= Beginning of Section =

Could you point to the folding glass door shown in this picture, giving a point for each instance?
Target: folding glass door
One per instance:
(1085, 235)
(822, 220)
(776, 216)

= End of Section =

Task item
Each line of the listing is to be printed again, unchanged.

Problem solution
Could you point to the folding glass door shown in this picture, giving a point for each instance?
Target: folding glass door
One per instance:
(1085, 235)
(822, 220)
(776, 216)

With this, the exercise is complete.